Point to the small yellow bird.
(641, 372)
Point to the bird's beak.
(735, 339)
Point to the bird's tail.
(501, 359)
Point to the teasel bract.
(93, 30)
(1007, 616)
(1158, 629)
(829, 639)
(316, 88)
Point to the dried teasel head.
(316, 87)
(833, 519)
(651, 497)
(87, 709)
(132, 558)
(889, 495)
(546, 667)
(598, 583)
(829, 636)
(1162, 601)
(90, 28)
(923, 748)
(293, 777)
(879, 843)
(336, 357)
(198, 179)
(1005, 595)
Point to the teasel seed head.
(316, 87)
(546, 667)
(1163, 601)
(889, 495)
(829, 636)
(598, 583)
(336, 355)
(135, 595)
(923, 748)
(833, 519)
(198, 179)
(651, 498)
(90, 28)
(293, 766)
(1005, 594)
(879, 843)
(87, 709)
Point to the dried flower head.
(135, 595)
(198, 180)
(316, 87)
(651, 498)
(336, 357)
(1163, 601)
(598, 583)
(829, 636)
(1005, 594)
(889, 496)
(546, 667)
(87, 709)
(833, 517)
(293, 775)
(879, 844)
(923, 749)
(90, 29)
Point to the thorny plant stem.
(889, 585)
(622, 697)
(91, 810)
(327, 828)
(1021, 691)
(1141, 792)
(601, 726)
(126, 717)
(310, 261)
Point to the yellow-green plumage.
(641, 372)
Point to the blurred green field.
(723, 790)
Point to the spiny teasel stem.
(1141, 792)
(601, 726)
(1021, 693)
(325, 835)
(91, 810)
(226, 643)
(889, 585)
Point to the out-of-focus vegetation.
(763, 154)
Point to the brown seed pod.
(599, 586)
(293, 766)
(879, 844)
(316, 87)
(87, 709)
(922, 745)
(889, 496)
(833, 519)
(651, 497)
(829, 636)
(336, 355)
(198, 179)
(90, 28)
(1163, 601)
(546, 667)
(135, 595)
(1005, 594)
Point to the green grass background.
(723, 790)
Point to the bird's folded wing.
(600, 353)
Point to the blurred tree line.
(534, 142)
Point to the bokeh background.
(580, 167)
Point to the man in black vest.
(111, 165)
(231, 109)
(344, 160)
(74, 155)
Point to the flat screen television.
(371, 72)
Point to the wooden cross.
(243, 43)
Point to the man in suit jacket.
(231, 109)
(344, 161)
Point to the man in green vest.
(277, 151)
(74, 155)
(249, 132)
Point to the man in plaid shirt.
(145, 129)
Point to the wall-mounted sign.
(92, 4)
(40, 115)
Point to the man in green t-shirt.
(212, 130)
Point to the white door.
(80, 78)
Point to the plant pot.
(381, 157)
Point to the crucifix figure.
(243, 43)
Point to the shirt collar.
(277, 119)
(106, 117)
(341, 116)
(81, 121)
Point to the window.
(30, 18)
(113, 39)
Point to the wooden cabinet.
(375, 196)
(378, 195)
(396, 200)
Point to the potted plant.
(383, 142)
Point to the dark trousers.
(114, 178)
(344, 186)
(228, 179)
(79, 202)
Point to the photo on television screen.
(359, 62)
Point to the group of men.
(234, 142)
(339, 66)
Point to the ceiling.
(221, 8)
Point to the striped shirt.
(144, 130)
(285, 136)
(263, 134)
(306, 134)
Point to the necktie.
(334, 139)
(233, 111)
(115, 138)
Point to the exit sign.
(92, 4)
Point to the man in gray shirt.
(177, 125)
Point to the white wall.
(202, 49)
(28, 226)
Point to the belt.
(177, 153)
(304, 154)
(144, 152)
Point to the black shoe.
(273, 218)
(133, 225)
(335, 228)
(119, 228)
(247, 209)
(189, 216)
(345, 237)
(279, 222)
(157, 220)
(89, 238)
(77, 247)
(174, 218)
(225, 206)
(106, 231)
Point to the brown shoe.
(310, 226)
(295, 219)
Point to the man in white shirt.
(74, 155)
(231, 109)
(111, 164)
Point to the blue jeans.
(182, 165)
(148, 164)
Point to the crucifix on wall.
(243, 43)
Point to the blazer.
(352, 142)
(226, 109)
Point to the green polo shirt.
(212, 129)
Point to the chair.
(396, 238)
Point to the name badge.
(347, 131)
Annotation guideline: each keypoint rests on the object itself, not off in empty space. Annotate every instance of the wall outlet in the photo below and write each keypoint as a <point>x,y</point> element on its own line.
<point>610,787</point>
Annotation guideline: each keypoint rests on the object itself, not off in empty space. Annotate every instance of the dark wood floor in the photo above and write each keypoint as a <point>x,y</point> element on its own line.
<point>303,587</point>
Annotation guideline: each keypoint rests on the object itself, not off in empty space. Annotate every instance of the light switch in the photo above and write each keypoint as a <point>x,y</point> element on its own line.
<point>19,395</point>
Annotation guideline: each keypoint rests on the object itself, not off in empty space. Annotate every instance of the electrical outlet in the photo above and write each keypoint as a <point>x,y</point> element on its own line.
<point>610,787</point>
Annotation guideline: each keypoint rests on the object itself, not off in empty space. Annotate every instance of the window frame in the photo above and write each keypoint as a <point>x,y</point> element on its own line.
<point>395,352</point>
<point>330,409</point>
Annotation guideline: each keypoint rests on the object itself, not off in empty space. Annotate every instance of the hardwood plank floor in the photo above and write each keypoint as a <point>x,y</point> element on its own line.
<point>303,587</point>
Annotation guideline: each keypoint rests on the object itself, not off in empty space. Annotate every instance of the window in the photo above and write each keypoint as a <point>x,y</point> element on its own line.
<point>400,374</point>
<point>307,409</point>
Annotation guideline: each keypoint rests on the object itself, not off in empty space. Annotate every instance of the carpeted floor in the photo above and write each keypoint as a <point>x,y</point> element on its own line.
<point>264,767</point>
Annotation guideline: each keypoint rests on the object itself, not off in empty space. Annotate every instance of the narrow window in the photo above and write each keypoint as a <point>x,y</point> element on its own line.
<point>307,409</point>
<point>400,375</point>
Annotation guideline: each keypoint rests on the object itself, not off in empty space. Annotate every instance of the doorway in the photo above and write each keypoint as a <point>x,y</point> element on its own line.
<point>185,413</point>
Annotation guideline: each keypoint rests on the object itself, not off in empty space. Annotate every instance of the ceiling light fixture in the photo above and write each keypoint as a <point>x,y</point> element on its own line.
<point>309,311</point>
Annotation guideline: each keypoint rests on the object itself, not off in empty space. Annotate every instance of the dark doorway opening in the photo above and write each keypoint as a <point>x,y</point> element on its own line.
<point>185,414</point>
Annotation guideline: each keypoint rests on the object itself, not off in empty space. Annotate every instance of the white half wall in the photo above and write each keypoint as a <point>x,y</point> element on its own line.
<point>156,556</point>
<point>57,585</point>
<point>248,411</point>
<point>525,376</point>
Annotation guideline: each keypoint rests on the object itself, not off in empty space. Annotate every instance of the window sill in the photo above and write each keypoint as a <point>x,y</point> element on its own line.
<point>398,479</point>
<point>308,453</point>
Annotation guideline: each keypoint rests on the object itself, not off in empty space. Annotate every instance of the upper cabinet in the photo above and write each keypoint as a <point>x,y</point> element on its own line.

-- -- --

INSTRUCTIONS TO FOLLOW: Repeat all of the records above exactly as written.

FULL RESPONSE:
Point to the small yellow bird.
(641, 372)
Point to the bird's beak.
(735, 339)
Point to the bird's tail.
(501, 359)
Point to the teasel bract.
(93, 30)
(1007, 616)
(1158, 629)
(829, 639)
(316, 88)
Point to the dried teasel head.
(316, 87)
(833, 519)
(651, 497)
(87, 709)
(132, 558)
(889, 495)
(546, 667)
(598, 583)
(829, 636)
(1162, 601)
(90, 28)
(923, 748)
(293, 777)
(879, 843)
(336, 357)
(198, 179)
(1005, 595)
Point to the teasel seed head.
(316, 87)
(546, 667)
(1163, 601)
(889, 495)
(829, 636)
(598, 583)
(336, 355)
(135, 595)
(923, 748)
(833, 519)
(198, 179)
(651, 498)
(90, 28)
(293, 766)
(1005, 594)
(879, 843)
(87, 709)
Point to the dried flower head.
(135, 595)
(198, 180)
(316, 87)
(651, 498)
(336, 357)
(1163, 601)
(598, 583)
(829, 636)
(1005, 594)
(889, 496)
(546, 667)
(87, 709)
(833, 517)
(293, 775)
(879, 844)
(923, 749)
(90, 29)
Point to the thorny plant stem.
(889, 585)
(622, 697)
(91, 810)
(327, 828)
(1021, 691)
(1141, 792)
(601, 726)
(126, 717)
(310, 261)
Point to the yellow-green plumage.
(641, 372)
Point to the blurred green field.
(723, 790)
Point to the spiny teasel stem.
(1141, 792)
(601, 726)
(1021, 693)
(325, 835)
(91, 810)
(226, 643)
(889, 585)
Point to the out-of-focus vegetation.
(763, 154)
Point to the brown seed pod.
(599, 586)
(293, 766)
(879, 844)
(316, 87)
(87, 709)
(922, 745)
(889, 496)
(833, 519)
(651, 497)
(829, 636)
(336, 355)
(198, 179)
(90, 28)
(1163, 601)
(546, 667)
(135, 595)
(1005, 594)
Point to the green grass background.
(723, 790)
Point to the bird's folded wing.
(600, 353)
Point to the blurred tree line.
(534, 142)
Point to the bokeh background.
(580, 167)
Point to the man in black vest.
(111, 165)
(231, 109)
(344, 160)
(74, 155)
Point to the flat screen television.
(371, 72)
Point to the wooden cross.
(243, 43)
Point to the man in suit jacket.
(231, 109)
(344, 161)
Point to the man in green vest.
(277, 151)
(74, 155)
(249, 132)
Point to the man in plaid shirt.
(145, 129)
Point to the wall-mounted sign.
(92, 4)
(40, 115)
Point to the man in green t-shirt.
(212, 130)
Point to the white door.
(80, 78)
Point to the plant pot.
(381, 157)
Point to the crucifix figure.
(243, 43)
Point to the shirt collar.
(277, 119)
(106, 117)
(341, 116)
(81, 121)
Point to the window.
(30, 18)
(113, 39)
Point to the wooden cabinet.
(375, 196)
(378, 195)
(396, 200)
Point to the potted plant.
(383, 142)
Point to the dark trousers.
(114, 178)
(344, 186)
(228, 179)
(79, 202)
Point to the photo on television screen.
(359, 62)
Point to the group of men.
(234, 142)
(339, 66)
Point to the ceiling.
(221, 8)
Point to the striped shirt.
(144, 130)
(285, 136)
(263, 134)
(306, 134)
Point to the necktie.
(334, 139)
(233, 111)
(115, 138)
Point to the exit sign.
(92, 4)
Point to the man in gray shirt.
(177, 125)
Point to the white wall.
(202, 49)
(28, 226)
Point to the belt.
(177, 153)
(304, 154)
(144, 152)
Point to the black shoe.
(273, 218)
(133, 225)
(335, 228)
(119, 228)
(247, 209)
(189, 216)
(345, 237)
(279, 222)
(157, 220)
(89, 238)
(77, 247)
(174, 218)
(225, 206)
(106, 231)
Point to the brown shoe.
(310, 226)
(295, 219)
Point to the man in white shirt.
(74, 155)
(231, 109)
(111, 164)
Point to the blue jeans.
(182, 165)
(148, 164)
Point to the crucifix on wall.
(243, 43)
Point to the blazer.
(352, 142)
(226, 109)
Point to the green polo shirt.
(212, 129)
Point to the chair.
(396, 238)
Point to the name badge.
(347, 131)
Annotation guideline: each keypoint rests on the object itself, not off in empty space. Annotate every instance of the wall outlet in the photo below and write each keypoint as a <point>x,y</point> element on its own line.
<point>610,787</point>
Annotation guideline: each keypoint rests on the object itself, not off in empty space. Annotate every instance of the dark wood floor in the photo above and write each keypoint as a <point>x,y</point> element on its own line.
<point>303,587</point>
Annotation guideline: each keypoint rests on the object itself, not off in empty space. Annotate every instance of the light switch in the photo above and write each keypoint as a <point>x,y</point> element on its own line.
<point>19,395</point>
Annotation guideline: each keypoint rests on the object itself, not off in empty space. Annotate every instance of the electrical outlet in the photo above and write each keypoint as a <point>x,y</point> element on its own line.
<point>610,787</point>
Annotation guideline: each keypoint rests on the object itself, not off in empty space. Annotate every instance of the window frame in the photo above and write each keypoint as a <point>x,y</point> element on its own line.
<point>395,352</point>
<point>330,409</point>
Annotation guideline: each keypoint rests on the object itself, not off in empty space. Annotate every instance of the hardwood plank floor in the photo above and write each keypoint as a <point>x,y</point> element on its own line.
<point>303,587</point>
Annotation guideline: each keypoint rests on the object itself, not off in empty space. Annotate every instance of the window in the photo above and write each keypoint as a <point>x,y</point> element on its own line.
<point>400,374</point>
<point>307,409</point>
Annotation guideline: each keypoint rests on the object itself, not off in empty space. Annotate every instance of the carpeted floor in the photo above and write each keypoint as a <point>x,y</point> element on its own line.
<point>264,767</point>
Annotation guideline: each keypoint rests on the object itself, not off in empty space. Annotate every instance of the narrow window in the photo above and write each keypoint as a <point>x,y</point> element on its own line.
<point>307,409</point>
<point>400,375</point>
Annotation guideline: each keypoint rests on the object itself, not off in empty space. Annotate every instance of the doorway in the photo above and write each keypoint as a <point>x,y</point> element on its own line.
<point>185,413</point>
Annotation guideline: each keypoint rests on the object itself, not off in empty space. Annotate every instance of the ceiling light fixture in the photo above and write each keypoint as a <point>x,y</point> element on its own line.
<point>309,311</point>
Annotation guideline: each keypoint rests on the object itself, not off in empty space. Annotate every instance of the dark doorway opening in the photo above and write each keypoint as a <point>x,y</point> element on its own line.
<point>185,414</point>
Annotation guideline: each keypoint rests on the object itself, not off in empty space. Annotate every instance of the white half wall in the photo above and write each keypoint as a <point>x,y</point> element on its own line.
<point>156,556</point>
<point>57,585</point>
<point>248,411</point>
<point>525,376</point>
Annotation guideline: each keypoint rests on the object itself, not off in empty space. Annotate every instance of the window sill in the photo above and write each keypoint as a <point>x,y</point> element on its own line.
<point>398,479</point>
<point>308,453</point>
Annotation guideline: each keypoint rests on the object itself, not off in empty space. Annotate every instance of the upper cabinet in the photo above and write each keypoint as a <point>x,y</point> element on its own line.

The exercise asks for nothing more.